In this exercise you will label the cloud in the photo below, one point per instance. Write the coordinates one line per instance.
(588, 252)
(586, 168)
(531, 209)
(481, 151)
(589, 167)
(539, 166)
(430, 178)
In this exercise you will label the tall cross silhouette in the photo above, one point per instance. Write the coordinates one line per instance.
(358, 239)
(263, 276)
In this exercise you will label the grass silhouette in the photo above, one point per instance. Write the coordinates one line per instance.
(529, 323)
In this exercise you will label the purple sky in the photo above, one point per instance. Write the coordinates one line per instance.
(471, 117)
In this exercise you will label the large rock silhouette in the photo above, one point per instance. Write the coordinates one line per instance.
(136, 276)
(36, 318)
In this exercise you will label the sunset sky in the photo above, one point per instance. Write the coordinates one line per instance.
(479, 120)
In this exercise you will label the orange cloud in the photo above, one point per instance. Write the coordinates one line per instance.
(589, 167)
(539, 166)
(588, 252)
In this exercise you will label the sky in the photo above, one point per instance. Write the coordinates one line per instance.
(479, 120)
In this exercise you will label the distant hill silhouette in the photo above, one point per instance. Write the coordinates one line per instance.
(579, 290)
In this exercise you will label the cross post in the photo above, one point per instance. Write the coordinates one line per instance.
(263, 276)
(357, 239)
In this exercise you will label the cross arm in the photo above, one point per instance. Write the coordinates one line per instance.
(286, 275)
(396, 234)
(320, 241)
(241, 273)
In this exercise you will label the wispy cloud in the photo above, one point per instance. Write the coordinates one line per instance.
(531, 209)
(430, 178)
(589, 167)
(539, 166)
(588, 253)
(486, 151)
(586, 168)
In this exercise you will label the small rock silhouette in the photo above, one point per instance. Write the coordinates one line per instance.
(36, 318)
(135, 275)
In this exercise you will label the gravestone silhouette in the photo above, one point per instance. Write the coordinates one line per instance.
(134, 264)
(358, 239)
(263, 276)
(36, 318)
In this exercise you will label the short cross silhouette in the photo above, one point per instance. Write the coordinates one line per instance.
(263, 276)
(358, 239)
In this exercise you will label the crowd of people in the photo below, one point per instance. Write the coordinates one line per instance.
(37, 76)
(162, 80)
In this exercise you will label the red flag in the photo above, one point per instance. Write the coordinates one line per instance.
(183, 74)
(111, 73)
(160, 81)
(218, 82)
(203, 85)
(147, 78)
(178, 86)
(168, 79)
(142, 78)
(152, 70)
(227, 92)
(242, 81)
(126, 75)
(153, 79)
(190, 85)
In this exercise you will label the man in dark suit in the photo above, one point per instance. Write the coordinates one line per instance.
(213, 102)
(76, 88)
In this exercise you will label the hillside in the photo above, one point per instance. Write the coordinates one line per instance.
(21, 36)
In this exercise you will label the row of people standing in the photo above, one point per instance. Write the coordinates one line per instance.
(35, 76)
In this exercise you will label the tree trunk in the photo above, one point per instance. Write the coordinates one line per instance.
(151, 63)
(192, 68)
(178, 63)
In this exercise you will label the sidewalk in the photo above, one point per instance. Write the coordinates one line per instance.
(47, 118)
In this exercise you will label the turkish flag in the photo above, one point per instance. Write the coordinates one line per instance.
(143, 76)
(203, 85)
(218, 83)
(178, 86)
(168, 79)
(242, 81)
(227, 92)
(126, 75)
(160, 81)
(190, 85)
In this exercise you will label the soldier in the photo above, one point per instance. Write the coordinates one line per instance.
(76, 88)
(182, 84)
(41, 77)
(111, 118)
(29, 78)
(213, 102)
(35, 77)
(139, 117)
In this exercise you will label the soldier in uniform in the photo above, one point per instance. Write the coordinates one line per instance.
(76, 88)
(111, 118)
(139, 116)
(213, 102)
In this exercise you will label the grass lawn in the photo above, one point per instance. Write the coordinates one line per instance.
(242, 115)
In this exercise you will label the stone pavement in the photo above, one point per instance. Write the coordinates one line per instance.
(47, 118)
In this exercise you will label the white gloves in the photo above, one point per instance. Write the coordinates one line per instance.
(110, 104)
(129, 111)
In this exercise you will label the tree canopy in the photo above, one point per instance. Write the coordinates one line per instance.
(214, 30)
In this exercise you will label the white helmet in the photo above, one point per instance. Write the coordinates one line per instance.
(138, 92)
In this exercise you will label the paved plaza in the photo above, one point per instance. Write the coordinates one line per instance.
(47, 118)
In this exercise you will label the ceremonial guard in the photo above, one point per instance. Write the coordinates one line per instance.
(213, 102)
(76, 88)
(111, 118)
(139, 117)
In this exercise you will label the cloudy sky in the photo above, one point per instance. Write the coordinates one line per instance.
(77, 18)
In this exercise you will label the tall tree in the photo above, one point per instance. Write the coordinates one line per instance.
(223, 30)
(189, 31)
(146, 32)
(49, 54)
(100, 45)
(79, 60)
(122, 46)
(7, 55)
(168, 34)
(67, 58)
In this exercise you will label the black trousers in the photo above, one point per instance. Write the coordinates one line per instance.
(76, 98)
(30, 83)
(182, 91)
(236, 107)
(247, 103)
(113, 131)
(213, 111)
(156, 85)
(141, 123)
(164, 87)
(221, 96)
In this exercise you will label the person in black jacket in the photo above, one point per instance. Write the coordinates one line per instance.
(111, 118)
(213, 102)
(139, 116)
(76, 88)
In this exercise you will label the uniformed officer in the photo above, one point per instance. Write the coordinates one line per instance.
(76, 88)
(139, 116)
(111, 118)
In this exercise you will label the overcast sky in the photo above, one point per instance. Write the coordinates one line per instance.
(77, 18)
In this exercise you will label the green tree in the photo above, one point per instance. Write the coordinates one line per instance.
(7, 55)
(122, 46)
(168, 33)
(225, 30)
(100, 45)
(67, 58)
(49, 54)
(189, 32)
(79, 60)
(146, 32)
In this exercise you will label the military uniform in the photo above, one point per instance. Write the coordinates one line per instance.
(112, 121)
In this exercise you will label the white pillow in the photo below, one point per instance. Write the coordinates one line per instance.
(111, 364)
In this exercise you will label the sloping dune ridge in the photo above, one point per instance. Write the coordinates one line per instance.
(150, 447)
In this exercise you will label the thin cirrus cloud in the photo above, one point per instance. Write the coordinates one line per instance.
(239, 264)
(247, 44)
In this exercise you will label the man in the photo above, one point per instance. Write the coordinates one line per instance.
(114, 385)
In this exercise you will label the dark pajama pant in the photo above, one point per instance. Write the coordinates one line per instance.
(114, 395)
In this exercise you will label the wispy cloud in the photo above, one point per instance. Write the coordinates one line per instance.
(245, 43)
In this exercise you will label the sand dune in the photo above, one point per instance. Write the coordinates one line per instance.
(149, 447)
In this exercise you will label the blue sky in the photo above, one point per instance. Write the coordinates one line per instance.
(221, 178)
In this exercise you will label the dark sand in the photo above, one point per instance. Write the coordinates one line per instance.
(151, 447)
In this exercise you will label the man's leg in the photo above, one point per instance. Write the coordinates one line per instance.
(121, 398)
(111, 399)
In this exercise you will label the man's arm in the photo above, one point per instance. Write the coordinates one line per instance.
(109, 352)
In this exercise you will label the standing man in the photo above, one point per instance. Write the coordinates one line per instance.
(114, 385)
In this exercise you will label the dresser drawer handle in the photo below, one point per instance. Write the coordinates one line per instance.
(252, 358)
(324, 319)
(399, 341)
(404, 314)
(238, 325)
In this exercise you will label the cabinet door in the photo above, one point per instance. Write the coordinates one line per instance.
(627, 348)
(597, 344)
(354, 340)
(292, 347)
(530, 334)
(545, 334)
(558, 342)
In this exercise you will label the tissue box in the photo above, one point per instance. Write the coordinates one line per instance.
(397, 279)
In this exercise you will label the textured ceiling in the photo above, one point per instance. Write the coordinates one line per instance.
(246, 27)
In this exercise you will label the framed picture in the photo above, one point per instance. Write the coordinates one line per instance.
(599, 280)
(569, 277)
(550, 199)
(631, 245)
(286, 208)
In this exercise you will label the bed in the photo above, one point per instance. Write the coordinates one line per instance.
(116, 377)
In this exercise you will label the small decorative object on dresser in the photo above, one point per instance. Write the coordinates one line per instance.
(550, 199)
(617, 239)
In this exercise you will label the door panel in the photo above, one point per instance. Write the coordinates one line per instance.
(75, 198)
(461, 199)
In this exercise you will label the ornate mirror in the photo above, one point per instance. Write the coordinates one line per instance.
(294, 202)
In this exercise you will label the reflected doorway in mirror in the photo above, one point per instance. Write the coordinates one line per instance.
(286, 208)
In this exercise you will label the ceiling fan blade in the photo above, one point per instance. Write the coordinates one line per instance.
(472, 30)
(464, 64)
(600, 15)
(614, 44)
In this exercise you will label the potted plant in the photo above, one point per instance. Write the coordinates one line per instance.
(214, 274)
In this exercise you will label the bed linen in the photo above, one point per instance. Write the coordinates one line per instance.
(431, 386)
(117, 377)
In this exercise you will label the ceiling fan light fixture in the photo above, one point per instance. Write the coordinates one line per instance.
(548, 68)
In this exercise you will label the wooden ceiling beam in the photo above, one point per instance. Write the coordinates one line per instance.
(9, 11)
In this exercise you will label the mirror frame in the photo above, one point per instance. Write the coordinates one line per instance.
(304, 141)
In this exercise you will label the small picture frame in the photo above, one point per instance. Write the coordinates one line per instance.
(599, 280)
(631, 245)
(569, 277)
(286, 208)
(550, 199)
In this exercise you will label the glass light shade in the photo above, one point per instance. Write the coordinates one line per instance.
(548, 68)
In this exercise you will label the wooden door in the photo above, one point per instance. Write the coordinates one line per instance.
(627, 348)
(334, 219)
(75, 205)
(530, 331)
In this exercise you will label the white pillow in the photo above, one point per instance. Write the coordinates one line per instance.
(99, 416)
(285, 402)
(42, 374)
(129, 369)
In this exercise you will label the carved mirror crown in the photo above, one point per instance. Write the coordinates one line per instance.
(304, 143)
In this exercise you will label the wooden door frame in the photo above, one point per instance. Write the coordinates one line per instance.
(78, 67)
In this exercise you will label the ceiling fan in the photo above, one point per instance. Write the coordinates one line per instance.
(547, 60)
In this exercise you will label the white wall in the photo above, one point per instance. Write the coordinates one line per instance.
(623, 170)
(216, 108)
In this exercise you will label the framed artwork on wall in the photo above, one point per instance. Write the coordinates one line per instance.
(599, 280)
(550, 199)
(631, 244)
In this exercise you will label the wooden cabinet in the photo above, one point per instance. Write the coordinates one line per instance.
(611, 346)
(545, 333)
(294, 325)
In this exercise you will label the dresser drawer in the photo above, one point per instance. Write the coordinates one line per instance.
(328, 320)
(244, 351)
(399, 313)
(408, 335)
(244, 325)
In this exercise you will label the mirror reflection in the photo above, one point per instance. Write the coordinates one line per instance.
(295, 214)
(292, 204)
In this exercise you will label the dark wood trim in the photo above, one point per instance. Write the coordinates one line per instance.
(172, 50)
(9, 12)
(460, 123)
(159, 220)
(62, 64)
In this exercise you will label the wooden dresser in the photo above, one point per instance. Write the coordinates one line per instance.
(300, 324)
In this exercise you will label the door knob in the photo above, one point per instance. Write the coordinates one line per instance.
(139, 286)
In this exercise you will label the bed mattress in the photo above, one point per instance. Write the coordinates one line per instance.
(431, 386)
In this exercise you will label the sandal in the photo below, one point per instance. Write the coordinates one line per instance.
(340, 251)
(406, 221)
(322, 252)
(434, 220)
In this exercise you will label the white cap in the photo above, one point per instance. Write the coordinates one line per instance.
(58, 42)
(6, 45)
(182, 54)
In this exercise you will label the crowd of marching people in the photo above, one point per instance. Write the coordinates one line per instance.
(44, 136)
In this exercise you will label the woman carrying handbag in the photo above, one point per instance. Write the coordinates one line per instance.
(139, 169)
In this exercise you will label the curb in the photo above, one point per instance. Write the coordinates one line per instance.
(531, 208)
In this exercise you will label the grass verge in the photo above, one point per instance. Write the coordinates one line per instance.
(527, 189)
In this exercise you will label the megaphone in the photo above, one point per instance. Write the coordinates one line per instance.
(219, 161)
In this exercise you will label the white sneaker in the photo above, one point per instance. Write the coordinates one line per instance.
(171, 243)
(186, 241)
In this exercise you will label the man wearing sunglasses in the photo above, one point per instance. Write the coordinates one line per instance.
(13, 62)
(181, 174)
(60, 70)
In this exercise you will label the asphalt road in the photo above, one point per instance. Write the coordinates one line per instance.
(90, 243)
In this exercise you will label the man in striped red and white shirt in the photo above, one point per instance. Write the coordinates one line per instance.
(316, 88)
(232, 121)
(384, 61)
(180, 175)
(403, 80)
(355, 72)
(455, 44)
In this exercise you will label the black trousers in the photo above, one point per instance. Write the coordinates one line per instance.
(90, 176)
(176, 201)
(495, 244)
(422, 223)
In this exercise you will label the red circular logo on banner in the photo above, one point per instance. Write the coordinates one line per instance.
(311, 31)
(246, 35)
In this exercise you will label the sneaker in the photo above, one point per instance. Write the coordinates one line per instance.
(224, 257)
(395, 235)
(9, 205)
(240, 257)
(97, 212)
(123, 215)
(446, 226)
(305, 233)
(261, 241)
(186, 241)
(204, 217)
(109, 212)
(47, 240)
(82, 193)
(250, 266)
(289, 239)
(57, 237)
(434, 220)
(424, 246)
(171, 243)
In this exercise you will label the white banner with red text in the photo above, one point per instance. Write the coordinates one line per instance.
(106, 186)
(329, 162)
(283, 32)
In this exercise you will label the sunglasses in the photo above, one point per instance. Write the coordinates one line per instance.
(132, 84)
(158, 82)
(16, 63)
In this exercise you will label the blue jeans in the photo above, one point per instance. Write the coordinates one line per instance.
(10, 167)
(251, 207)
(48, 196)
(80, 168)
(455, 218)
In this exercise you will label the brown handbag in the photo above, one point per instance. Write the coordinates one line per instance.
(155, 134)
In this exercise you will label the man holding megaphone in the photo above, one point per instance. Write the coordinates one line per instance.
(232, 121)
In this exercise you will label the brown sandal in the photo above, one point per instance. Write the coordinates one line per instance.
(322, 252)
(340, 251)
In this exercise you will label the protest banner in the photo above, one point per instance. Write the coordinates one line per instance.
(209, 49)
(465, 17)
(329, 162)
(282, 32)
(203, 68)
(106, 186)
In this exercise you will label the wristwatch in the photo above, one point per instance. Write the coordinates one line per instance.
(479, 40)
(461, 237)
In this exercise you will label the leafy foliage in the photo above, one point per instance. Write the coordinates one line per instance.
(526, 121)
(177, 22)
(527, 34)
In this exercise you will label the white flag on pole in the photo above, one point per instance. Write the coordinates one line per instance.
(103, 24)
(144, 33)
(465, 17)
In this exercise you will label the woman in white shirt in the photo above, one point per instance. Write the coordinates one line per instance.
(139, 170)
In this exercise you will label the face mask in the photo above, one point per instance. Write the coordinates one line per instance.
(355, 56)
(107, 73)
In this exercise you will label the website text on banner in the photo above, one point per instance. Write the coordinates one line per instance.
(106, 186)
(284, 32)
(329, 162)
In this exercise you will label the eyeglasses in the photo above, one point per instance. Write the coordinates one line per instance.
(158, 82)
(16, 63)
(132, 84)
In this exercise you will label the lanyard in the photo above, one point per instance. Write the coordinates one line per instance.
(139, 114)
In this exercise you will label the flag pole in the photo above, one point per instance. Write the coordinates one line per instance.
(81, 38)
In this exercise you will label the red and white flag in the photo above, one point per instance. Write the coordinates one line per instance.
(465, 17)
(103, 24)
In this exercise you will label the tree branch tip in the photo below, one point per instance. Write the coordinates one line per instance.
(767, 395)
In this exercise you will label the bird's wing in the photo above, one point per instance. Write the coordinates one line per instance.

EXERCISE OBJECTIVE =
Print the material again word for word, starting with the line that contains "In this exercise you will label the tree branch" and ending with the material's last line.

ANSWER TO THIS PROBLEM =
In this exercise you will label the tree branch tip in the photo below, one point per instance. Write the coordinates one line per instance.
(767, 395)
In this exercise you will label the bird's wing in the photo above, one point per instance. Write the coordinates one line per instance.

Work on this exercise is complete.